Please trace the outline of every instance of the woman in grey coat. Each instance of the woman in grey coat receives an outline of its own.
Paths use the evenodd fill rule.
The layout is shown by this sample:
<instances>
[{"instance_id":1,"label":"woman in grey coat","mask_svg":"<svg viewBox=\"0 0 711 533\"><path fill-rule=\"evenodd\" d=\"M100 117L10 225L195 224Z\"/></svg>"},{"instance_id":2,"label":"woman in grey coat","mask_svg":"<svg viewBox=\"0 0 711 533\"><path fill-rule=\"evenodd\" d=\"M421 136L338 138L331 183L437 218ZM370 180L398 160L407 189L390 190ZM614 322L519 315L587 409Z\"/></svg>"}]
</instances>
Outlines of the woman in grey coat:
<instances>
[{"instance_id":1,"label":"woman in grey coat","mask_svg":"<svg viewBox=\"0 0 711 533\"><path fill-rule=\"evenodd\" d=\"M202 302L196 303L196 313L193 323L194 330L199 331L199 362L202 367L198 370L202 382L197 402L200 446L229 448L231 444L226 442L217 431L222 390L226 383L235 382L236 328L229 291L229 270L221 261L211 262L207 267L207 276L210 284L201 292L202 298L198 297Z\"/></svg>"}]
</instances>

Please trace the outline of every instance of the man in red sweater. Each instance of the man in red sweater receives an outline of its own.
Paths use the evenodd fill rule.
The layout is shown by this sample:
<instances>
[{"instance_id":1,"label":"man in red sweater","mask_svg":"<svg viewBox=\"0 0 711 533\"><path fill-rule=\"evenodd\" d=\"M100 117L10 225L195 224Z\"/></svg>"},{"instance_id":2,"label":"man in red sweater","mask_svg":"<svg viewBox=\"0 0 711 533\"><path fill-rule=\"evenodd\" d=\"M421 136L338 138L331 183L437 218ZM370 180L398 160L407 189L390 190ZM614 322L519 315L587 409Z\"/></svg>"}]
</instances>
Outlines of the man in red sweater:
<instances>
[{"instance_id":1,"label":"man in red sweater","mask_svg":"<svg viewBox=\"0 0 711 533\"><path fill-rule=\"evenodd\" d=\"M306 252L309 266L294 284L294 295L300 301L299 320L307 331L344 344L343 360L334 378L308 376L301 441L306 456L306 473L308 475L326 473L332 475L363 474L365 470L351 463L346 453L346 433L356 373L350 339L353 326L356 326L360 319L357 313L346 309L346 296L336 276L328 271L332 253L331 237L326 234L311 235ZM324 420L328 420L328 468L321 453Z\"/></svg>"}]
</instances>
★ ★ ★ ★ ★
• STATED TASK
Reproduce the listing above in full, substituting "template" for "sample" wherever the latter occurs and leaving everything else unchanged.

• PROBLEM SOLUTION
Please trace the outline of every instance of the woman in grey coat. Each instance of the woman in grey coat receives an outline of its own.
Paths use the evenodd fill rule.
The layout is shown by this template:
<instances>
[{"instance_id":1,"label":"woman in grey coat","mask_svg":"<svg viewBox=\"0 0 711 533\"><path fill-rule=\"evenodd\" d=\"M100 117L10 225L195 224Z\"/></svg>"},{"instance_id":2,"label":"woman in grey coat","mask_svg":"<svg viewBox=\"0 0 711 533\"><path fill-rule=\"evenodd\" d=\"M421 136L338 138L331 183L437 218ZM370 180L398 160L407 189L390 190ZM614 322L519 315L587 409Z\"/></svg>"}]
</instances>
Outlines of the woman in grey coat:
<instances>
[{"instance_id":1,"label":"woman in grey coat","mask_svg":"<svg viewBox=\"0 0 711 533\"><path fill-rule=\"evenodd\" d=\"M202 302L196 303L196 313L193 323L194 330L199 331L199 362L202 367L198 370L202 382L197 402L200 446L229 448L231 444L226 442L217 431L222 390L226 383L235 382L236 328L229 291L229 270L221 261L211 262L207 267L207 276L210 284L201 292L202 298L198 297Z\"/></svg>"}]
</instances>

Please trace the outline of every instance of the man in red sweater. Each instance of the man in red sweater receives an outline of its own.
Paths use the evenodd fill rule.
The layout is shown by this template:
<instances>
[{"instance_id":1,"label":"man in red sweater","mask_svg":"<svg viewBox=\"0 0 711 533\"><path fill-rule=\"evenodd\" d=\"M100 117L10 225L195 224Z\"/></svg>"},{"instance_id":2,"label":"man in red sweater","mask_svg":"<svg viewBox=\"0 0 711 533\"><path fill-rule=\"evenodd\" d=\"M421 136L338 138L331 183L437 218ZM370 180L398 160L407 189L390 190ZM614 322L519 315L587 409Z\"/></svg>"}]
</instances>
Outlines of the man in red sweater:
<instances>
[{"instance_id":1,"label":"man in red sweater","mask_svg":"<svg viewBox=\"0 0 711 533\"><path fill-rule=\"evenodd\" d=\"M306 252L309 266L294 284L294 295L300 301L299 320L307 331L344 344L343 360L334 378L308 376L301 441L306 456L306 473L308 475L326 473L332 475L363 474L365 470L351 463L346 453L346 433L356 373L350 339L353 326L356 326L360 319L357 313L346 309L346 296L336 276L328 271L332 253L331 237L326 234L311 235ZM324 420L328 420L328 468L321 453Z\"/></svg>"}]
</instances>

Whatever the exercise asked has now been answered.